EXERCISE BRIEF
Span requested from the data below: the line with "Check that every instance of the insect" through the line with "Check that every instance of the cluster", both included. Give only these lines again, exactly, and leave every picture out.

DATA FOR ANALYSIS
Segment Open

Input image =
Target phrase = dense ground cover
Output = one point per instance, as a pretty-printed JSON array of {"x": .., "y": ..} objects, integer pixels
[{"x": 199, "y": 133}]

Segment Closed
Segment Open

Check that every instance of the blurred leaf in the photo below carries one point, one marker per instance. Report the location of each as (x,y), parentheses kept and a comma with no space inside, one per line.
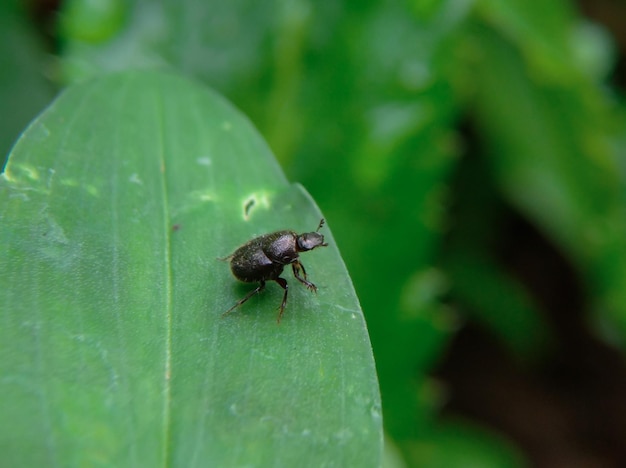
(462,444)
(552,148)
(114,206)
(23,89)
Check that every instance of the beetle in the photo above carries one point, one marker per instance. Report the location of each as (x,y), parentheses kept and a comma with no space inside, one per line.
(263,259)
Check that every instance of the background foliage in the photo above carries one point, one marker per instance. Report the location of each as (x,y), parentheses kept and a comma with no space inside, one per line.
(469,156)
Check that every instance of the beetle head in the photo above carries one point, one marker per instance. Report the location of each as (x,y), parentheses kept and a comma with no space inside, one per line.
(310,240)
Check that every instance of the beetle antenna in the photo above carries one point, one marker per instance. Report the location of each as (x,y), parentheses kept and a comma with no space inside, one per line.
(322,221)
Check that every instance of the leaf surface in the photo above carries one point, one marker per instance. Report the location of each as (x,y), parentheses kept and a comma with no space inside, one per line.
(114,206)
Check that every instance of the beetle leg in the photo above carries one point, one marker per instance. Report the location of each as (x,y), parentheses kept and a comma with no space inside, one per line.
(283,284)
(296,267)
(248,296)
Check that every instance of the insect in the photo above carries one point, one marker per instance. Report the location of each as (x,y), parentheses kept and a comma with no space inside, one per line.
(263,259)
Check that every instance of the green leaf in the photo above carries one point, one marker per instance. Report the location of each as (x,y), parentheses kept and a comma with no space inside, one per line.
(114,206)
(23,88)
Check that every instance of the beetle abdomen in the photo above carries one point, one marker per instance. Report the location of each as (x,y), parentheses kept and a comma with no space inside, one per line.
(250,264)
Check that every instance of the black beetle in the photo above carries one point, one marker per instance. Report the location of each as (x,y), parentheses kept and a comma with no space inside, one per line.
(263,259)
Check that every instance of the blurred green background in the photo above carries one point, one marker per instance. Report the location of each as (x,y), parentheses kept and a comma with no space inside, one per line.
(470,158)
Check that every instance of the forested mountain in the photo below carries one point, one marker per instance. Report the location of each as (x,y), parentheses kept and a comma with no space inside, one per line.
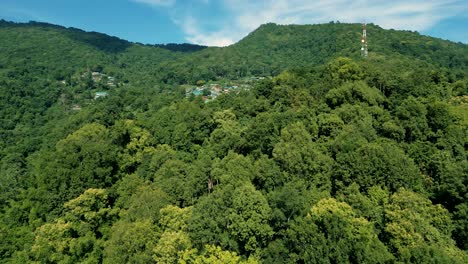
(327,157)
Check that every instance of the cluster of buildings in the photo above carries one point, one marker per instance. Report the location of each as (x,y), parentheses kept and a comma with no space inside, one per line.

Segment Closed
Segment Open

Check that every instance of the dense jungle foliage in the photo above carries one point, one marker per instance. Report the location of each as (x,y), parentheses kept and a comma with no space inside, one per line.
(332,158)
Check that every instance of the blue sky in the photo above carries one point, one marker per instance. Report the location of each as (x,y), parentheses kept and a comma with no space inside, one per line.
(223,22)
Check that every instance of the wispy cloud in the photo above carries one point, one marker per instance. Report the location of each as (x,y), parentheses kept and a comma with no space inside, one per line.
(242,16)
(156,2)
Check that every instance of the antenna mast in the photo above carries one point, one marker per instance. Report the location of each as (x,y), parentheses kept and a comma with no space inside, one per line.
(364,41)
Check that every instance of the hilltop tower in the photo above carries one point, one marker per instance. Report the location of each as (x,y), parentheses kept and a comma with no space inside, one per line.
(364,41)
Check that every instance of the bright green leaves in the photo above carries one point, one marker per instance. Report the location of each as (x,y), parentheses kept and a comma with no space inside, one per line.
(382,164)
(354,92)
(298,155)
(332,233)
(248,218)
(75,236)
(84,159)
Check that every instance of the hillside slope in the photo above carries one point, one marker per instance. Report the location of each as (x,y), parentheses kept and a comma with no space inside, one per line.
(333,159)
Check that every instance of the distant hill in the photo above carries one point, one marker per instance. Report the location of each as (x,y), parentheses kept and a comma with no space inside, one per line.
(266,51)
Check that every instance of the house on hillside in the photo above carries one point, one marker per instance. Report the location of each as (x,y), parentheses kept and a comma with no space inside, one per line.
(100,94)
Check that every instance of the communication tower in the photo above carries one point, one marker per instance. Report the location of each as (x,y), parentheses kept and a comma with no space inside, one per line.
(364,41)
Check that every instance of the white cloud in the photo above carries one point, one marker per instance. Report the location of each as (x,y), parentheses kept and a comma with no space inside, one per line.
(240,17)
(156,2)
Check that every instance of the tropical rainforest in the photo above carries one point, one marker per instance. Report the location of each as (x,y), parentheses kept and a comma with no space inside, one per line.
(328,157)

Segment Closed

YOUR SOLUTION
Check that every instance of the insect in the photo above carries one point, one marker per instance. Report the location of each as (x,y), parentheses kept and a comma with no space inside, one per line.
(263,259)
Check that every instance of the green leaf in the photo above carries one point, one marker per instance. Report the location of each as (x,y), parentheses kept and a comma with no space inside, one per line.
(114,206)
(23,88)
Check that every instance of the beetle abdomen in the photo above carries one point, one marker per instance. Report the location of each as (x,y), parentheses kept and a comma with no space inside, one per line.
(250,264)
Check that every instance of the black beetle in the photo above carries one point, one marker per instance. Report the location of each as (x,y), parentheses kept and a comma with no space inside, one per line.
(263,259)
Check that every instance of the blurred green background in the photo above carries one point, one marker per instance. Report the location of each as (x,y), parentheses kept and a comma with no space inside, one per line.
(470,158)
Check that every instance of the forested mountain in the photo below carries one point, one marker per instance. Report the location of each as (x,y), parentheses kept and a comma with no space inside, one per line.
(327,157)
Check that every instance of the cluster of buildings in the photo above carries one point, one marker per instance. Report the location of each as (x,y), parentheses kept and a comma with no space inside, one per line.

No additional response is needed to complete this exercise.